• What the task requires: Extract the items from their first line through the line containing "67], [48, 65]]", including both of those lines, and reproduce them verbatim.

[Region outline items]
--- start ---

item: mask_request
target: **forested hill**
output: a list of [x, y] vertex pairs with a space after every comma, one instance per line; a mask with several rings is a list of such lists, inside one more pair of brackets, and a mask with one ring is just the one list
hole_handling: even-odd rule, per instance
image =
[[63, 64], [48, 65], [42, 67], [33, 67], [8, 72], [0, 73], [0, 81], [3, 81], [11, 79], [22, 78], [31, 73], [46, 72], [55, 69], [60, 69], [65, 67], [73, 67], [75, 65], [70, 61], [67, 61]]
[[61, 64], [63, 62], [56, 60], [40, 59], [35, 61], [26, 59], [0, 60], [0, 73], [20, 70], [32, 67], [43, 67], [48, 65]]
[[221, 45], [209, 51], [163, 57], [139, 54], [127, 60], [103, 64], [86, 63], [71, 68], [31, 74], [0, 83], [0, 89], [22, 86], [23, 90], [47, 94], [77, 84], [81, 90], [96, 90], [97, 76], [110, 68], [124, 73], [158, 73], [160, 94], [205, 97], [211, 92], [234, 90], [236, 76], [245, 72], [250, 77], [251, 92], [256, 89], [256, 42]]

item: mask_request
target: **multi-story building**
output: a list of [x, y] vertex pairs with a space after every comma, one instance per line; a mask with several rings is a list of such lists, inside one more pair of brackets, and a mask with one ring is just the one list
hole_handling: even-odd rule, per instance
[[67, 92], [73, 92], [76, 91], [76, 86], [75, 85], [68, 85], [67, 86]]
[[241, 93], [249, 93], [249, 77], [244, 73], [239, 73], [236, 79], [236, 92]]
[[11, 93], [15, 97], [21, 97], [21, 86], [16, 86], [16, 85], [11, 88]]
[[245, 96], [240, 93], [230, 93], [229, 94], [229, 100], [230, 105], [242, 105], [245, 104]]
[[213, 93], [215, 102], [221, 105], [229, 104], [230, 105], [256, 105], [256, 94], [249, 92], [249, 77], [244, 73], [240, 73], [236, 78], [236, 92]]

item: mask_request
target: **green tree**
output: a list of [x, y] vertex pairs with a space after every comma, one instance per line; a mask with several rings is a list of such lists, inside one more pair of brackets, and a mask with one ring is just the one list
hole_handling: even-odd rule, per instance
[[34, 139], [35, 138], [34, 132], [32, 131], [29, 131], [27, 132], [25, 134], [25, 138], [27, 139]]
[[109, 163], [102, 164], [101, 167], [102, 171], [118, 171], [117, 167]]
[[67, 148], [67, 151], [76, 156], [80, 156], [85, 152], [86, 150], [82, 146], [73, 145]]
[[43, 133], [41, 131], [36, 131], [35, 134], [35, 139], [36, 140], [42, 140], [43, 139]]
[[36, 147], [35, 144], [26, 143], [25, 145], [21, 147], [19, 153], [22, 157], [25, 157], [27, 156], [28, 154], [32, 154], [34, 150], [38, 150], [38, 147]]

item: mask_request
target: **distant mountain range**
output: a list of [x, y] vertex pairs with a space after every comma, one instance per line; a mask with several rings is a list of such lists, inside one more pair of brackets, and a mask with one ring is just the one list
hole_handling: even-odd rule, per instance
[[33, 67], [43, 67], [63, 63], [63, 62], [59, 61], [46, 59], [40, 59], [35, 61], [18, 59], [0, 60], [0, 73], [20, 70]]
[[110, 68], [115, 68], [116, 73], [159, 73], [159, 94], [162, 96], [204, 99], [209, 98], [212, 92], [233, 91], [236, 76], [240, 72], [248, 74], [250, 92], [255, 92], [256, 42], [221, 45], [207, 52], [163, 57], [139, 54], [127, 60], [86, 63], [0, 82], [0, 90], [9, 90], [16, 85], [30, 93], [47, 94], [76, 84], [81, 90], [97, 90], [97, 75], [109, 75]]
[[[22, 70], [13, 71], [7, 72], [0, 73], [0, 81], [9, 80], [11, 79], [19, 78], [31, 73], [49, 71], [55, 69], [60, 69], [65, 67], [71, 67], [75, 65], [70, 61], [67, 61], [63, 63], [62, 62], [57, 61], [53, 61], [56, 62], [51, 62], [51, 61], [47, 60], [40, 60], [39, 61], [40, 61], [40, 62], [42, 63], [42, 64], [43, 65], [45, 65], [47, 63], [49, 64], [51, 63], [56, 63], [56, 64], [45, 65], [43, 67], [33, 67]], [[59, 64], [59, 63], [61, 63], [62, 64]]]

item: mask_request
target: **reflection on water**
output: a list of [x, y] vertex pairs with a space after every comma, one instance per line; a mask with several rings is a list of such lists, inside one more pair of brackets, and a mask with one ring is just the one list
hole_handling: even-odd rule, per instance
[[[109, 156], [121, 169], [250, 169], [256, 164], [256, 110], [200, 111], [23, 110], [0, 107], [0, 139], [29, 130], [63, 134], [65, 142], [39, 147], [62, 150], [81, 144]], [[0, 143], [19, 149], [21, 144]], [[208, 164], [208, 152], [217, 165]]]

--- end ---

• Problem solution:
item: mask_request
target: **forested hill**
output: a list of [x, y] vertex pairs with a space after every comma, one instance per line; a mask with several rings is a list of such lists, inside one more pair of brackets, and a mask with one ring is just the one list
hole_handling: even-odd rule, per instance
image =
[[63, 64], [48, 65], [42, 67], [33, 67], [8, 72], [0, 73], [0, 81], [3, 81], [11, 79], [22, 78], [31, 73], [46, 72], [55, 69], [60, 69], [65, 67], [73, 67], [75, 65], [70, 61], [67, 61]]
[[61, 64], [63, 62], [56, 60], [40, 59], [35, 61], [26, 59], [0, 60], [0, 73], [20, 70], [32, 67], [43, 67], [48, 65]]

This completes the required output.